[Dataset entries]
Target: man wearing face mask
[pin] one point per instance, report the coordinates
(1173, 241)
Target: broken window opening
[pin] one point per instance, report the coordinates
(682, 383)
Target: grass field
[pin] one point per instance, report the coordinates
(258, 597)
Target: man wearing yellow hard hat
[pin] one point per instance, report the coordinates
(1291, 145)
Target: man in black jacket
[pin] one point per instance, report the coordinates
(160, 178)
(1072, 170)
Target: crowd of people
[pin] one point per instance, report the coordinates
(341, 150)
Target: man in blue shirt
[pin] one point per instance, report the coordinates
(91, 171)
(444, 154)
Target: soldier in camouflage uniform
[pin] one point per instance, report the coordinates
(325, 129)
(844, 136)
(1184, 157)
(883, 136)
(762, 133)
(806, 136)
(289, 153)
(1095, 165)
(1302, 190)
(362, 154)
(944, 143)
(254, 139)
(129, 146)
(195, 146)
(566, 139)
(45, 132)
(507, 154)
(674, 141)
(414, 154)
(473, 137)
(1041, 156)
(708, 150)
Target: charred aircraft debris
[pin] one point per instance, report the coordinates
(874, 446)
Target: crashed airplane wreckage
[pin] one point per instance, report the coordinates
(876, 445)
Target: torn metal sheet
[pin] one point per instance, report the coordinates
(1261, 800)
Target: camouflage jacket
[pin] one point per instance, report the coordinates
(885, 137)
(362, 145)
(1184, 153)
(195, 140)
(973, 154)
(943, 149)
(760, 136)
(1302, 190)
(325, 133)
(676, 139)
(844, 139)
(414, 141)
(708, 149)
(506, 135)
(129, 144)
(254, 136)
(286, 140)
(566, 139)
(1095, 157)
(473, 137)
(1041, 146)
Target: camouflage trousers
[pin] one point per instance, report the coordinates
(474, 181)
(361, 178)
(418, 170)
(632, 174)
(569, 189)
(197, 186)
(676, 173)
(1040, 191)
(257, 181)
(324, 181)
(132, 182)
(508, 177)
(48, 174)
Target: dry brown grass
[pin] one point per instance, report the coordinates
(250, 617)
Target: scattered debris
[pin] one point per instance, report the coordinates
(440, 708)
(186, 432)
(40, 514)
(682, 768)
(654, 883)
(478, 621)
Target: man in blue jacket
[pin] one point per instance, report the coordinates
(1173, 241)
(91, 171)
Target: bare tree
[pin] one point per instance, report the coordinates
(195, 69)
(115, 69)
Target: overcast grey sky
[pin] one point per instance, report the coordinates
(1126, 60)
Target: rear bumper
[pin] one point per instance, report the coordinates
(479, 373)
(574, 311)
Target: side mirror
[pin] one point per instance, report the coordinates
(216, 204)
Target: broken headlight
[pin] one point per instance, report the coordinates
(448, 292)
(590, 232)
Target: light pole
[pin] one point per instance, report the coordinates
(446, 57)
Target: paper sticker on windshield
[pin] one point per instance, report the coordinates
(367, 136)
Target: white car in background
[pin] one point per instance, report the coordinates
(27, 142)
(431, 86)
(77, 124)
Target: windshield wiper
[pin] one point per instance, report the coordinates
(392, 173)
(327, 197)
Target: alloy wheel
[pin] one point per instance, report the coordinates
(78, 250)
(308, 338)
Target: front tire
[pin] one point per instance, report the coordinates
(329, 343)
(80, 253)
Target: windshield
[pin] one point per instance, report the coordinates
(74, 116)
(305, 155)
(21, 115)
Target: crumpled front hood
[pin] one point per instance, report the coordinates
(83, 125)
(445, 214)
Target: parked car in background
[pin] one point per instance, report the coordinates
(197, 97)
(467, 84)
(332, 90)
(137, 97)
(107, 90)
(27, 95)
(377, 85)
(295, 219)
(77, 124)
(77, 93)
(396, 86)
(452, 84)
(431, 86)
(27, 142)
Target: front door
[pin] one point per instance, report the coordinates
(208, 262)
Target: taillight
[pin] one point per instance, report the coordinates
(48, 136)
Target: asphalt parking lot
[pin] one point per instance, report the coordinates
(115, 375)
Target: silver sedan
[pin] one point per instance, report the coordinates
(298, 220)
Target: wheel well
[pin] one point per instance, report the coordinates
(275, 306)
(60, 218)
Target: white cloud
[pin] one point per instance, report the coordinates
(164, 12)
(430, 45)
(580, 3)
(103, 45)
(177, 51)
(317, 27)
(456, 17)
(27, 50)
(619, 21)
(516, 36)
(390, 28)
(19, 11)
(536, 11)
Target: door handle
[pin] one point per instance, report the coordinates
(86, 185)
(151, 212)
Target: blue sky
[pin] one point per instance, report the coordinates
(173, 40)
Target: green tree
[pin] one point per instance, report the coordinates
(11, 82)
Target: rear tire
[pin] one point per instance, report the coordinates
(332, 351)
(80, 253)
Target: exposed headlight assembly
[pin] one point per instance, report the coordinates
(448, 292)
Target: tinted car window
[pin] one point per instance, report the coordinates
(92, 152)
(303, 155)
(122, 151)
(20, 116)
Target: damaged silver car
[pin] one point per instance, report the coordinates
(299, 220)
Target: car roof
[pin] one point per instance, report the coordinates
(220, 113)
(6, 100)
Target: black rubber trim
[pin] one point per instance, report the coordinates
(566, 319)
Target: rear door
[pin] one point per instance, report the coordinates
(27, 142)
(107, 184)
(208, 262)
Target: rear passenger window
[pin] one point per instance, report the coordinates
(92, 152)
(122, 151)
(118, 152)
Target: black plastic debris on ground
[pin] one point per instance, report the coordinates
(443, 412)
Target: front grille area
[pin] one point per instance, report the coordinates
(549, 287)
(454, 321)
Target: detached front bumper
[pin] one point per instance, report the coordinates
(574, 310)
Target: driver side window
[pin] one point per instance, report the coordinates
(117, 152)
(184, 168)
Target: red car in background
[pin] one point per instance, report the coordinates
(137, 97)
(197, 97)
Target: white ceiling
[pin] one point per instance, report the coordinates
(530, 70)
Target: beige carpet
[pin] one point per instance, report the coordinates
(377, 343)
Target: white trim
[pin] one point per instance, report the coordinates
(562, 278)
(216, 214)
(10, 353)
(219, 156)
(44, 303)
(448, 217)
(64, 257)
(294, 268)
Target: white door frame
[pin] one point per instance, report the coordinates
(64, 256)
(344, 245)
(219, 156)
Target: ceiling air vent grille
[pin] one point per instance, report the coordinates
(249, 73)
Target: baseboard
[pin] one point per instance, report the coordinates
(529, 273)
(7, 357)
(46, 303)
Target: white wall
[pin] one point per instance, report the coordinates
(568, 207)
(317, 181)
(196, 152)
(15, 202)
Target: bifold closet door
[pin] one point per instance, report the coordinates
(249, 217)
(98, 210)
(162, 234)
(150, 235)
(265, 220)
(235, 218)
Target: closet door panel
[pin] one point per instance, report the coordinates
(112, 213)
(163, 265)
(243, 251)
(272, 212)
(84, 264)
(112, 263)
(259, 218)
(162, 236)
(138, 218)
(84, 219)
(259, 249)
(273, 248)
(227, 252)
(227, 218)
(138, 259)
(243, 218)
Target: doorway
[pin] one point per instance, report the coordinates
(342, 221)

* [EXERCISE INSTRUCTIONS]: Only lines containing the string "bumper" are needed. Pull each of them out of the records above.

* [RESPONSE TO THIS TASK]:
Target: rear bumper
Target: detached front bumper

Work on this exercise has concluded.